(Provided passage):

>>

# Should SPN Keep The 'Like' Button? SPN Poll



## Ishna (May 17, 2013)

Hello admin jios

I'd like to make a suggestion please.  I've spent some time on a few other forums over the past 8 or so months, and I've noticed that while most have a 'like'-type reputation system, a lot of them don't display a list of which users like which posts.  SPN does.

I feel that sometimes the 'like' system at SPN can create a bit of an 'us vs them' image, where one side of an argument is getting all the 'likes' and the other side isn't.

But as this is my feeling alone, perhaps SPN could have a poll to find out the views of other members with a view to changing it possibly?

I appreciate the 'like' system, however I think it might be good if you could only see when you yourself like a particular post, rather than seeing all the members who like the post.

Thanks for reading.


----------



## spnadmin (May 17, 2013)

<<

(Given data):
>>

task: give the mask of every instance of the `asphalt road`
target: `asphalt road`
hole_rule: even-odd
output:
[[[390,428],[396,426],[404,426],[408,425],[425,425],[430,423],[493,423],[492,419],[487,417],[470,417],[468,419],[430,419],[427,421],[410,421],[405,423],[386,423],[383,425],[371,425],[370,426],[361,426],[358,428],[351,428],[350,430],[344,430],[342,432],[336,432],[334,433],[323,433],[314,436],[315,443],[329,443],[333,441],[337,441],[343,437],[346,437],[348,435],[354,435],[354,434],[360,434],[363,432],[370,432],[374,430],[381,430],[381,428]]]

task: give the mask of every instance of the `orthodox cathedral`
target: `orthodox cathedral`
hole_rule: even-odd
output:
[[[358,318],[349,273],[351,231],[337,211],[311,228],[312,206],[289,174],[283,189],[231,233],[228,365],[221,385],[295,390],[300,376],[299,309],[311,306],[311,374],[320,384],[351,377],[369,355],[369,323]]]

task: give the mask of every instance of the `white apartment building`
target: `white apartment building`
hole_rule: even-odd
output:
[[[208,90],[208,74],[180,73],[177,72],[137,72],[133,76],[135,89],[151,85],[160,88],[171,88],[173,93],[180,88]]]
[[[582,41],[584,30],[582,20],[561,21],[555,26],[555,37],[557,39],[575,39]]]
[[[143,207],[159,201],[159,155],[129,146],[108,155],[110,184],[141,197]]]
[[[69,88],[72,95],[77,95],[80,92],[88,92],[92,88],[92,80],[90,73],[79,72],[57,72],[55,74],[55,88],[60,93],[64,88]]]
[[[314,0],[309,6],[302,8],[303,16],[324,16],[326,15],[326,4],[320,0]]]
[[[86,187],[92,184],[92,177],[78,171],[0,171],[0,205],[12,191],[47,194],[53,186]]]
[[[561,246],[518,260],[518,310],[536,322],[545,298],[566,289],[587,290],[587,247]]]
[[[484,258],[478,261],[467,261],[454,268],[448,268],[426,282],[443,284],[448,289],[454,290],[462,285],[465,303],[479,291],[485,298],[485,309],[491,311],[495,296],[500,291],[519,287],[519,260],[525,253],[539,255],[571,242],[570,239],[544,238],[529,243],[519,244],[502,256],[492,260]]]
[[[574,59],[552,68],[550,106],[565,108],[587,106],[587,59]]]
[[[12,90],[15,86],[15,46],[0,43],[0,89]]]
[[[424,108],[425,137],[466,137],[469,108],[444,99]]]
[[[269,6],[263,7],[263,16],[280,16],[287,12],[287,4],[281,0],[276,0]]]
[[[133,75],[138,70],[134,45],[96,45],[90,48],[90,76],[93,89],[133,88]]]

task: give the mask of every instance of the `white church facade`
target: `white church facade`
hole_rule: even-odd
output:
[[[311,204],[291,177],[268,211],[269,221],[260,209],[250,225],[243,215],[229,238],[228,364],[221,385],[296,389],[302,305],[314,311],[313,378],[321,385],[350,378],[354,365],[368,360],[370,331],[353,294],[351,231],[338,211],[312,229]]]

<<

(Exercises to complete):
[A] In the forum thread about the 'like' button, why does Ishna think the 'like' system at SPN can be a problem? Answer in one to three sentences.
[B] Please list every sentence in Ishna's post in the forum thread that starts with the letter "I".
[C] Quote the forum thread from "## Ishna (May" to "other side isn't.".

(Answers by task):
[A] Ishna feels it can create an 'us vs them' image. One side of an argument gets all the 'likes' and the other side doesn't, partly because SPN shows which users like which posts.

[B]
- I'd like to make a suggestion please.
- I've spent some time on a few other forums over the past 8 or so months, and I've noticed that while most have a 'like'-type reputation system, a lot of them don't display a list of which users like which posts.
- I feel that sometimes the 'like' system at SPN can create a bit of an 'us vs them' image, where one side of an argument is getting all the 'likes' and the other side isn't.
- I appreciate the 'like' system, however I think it might be good if you could only see when you yourself like a particular post, rather than seeing all the members who like the post.

[C]
## Ishna (May 17, 2013)

Hello admin jios

I'd like to make a suggestion please.  I've spent some time on a few other forums over the past 8 or so months, and I've noticed that while most have a 'like'-type reputation system, a lot of them don't display a list of which users like which posts.  SPN does.

I feel that sometimes the 'like' system at SPN can create a bit of an 'us vs them' image, where one side of an argument is getting all the 'likes' and the other side isn't.